LISTING ▸
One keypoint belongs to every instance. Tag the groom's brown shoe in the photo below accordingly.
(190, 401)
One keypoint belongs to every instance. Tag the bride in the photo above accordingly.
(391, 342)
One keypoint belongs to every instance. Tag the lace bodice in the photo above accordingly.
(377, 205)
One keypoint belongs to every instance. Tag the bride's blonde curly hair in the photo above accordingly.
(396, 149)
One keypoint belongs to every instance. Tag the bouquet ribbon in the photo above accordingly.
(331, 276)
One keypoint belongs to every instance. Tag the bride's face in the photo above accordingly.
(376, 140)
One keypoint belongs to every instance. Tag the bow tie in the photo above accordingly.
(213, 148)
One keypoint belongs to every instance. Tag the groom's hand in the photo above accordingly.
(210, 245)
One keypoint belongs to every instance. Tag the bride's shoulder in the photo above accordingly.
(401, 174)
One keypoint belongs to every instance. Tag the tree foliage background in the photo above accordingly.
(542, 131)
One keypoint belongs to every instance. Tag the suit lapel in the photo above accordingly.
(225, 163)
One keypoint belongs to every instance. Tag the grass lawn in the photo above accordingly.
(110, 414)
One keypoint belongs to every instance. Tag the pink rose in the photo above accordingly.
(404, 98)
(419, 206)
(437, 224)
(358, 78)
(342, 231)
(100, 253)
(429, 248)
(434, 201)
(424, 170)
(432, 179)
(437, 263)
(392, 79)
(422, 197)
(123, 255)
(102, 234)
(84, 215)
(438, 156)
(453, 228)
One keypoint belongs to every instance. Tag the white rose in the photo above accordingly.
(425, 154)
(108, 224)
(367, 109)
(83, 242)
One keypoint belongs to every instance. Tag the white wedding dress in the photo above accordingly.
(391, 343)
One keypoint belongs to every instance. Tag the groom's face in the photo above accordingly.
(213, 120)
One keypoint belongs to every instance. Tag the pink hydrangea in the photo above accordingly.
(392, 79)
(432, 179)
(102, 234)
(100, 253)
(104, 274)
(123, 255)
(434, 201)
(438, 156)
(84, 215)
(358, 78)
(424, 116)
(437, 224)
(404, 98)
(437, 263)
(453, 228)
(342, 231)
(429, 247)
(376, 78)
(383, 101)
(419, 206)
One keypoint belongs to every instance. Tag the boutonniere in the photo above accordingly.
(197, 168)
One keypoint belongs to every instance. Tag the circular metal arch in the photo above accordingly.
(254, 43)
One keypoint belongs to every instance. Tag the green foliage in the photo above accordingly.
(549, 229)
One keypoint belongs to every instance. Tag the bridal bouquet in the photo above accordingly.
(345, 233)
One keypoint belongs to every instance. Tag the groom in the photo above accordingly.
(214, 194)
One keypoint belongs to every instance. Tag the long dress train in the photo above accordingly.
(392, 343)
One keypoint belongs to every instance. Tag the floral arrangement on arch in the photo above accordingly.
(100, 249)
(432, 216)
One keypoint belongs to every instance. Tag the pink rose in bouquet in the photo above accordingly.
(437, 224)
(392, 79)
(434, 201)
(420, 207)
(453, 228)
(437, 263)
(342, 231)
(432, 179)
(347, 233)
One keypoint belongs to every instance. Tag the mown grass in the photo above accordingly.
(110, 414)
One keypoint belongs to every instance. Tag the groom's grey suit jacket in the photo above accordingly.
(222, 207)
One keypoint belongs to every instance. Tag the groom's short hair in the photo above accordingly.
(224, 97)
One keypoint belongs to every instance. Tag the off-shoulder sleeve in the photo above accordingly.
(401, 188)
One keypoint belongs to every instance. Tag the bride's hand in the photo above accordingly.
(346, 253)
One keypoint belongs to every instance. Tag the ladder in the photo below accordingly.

SHORT EXERCISE ▸ Put every line of the entries above into a JSON list of strings, one string per line, leaving out any blank lines.

RESPONSE FOR THIS EXERCISE ▸
[
  "One keypoint belongs to every instance. Tag the groom's brown shoe in the photo below accordingly.",
  "(190, 401)",
  "One keypoint belongs to every instance. Tag the bride in the photo above accordingly.",
  "(391, 342)",
  "One keypoint belongs to every instance. Tag the lace bodice in the photo above accordingly.",
  "(377, 205)",
  "One keypoint belongs to every instance. Tag the bride's blonde curly hair in the photo above accordingly.",
  "(396, 149)",
  "One keypoint belongs to every instance. Tag the bouquet ribbon in the photo above accordingly.",
  "(331, 276)",
  "One keypoint belongs to every instance. Tag the bride's face in the photo above accordingly.",
  "(376, 140)",
  "One keypoint belongs to every instance. Tag the bow tie in the photo above accordingly.",
  "(213, 148)",
  "One keypoint belongs to every instance. Tag the groom's hand in the photo above accordingly.",
  "(210, 245)",
  "One keypoint belongs to every instance. Tag the bride's shoulder in the photo above accordingly.",
  "(401, 174)",
  "One keypoint belongs to every instance. Tag the tree foliage background in the photo above accordingly.",
  "(542, 131)",
  "One keypoint belongs to every instance. Tag the suit lapel in the photo above accordingly.",
  "(225, 163)",
  "One keypoint belongs to every instance. Tag the grass lawn in the photo above accordingly.",
  "(110, 414)",
  "One keypoint belongs to every instance. Tag the pink rose in the photo above accordingly.",
  "(404, 98)",
  "(419, 206)",
  "(437, 224)",
  "(358, 78)",
  "(342, 231)",
  "(100, 253)",
  "(429, 248)",
  "(434, 201)",
  "(424, 170)",
  "(432, 179)",
  "(437, 263)",
  "(392, 79)",
  "(422, 197)",
  "(123, 255)",
  "(102, 234)",
  "(84, 215)",
  "(438, 156)",
  "(453, 228)",
  "One keypoint belongs to every instance. Tag the white rose in the photo above accordingly.",
  "(425, 154)",
  "(108, 224)",
  "(367, 109)",
  "(83, 242)",
  "One keypoint belongs to every instance. Tag the white wedding dress in the photo above accordingly.",
  "(391, 343)",
  "One keypoint belongs to every instance. Tag the groom's face in the photo above accordingly.",
  "(213, 120)",
  "One keypoint belongs to every instance. Tag the pink hydrangea in the photo above accordingly.",
  "(392, 79)",
  "(432, 179)",
  "(102, 234)",
  "(100, 253)",
  "(104, 274)",
  "(123, 255)",
  "(434, 201)",
  "(438, 156)",
  "(84, 215)",
  "(358, 78)",
  "(424, 116)",
  "(437, 224)",
  "(404, 98)",
  "(437, 263)",
  "(453, 228)",
  "(342, 231)",
  "(429, 247)",
  "(376, 78)",
  "(383, 101)",
  "(419, 206)",
  "One keypoint belongs to every instance. Tag the boutonniere in the photo above accordingly.",
  "(197, 168)",
  "One keypoint belongs to every instance. Tag the circular metal arch in the photo above accordingly.",
  "(254, 43)",
  "One keypoint belongs to every instance. Tag the green foliage in the photo above accordingly.",
  "(549, 229)",
  "One keypoint belongs to every instance. Tag the bridal bouquet in the photo above accordingly.",
  "(345, 233)",
  "One keypoint belongs to every instance. Tag the groom in the photo above accordingly.",
  "(214, 194)",
  "One keypoint belongs to every instance. Tag the long dress train in the photo above accordingly.",
  "(392, 343)",
  "One keypoint belongs to every instance. Tag the floral arrangement on arch in the photo above accordingly.",
  "(100, 249)",
  "(432, 216)",
  "One keypoint belongs to every instance. Tag the pink rose in bouquet in the photo above accordingly.",
  "(437, 224)",
  "(392, 79)",
  "(434, 201)",
  "(420, 207)",
  "(453, 228)",
  "(437, 263)",
  "(342, 231)",
  "(432, 179)",
  "(347, 233)",
  "One keypoint belongs to every instance. Tag the mown grass in the photo above accordingly.",
  "(110, 414)",
  "One keypoint belongs to every instance. Tag the groom's grey suit jacket in the photo above accordingly.",
  "(222, 207)",
  "One keypoint belongs to every instance. Tag the groom's short hair in the photo above accordingly.",
  "(224, 97)",
  "One keypoint belongs to every instance. Tag the off-shoulder sleeve in the photo above accordingly.",
  "(401, 188)",
  "One keypoint belongs to every instance. Tag the bride's hand in the photo above accordingly.",
  "(346, 253)",
  "One keypoint belongs to every instance. Tag the ladder in the photo below accordingly."
]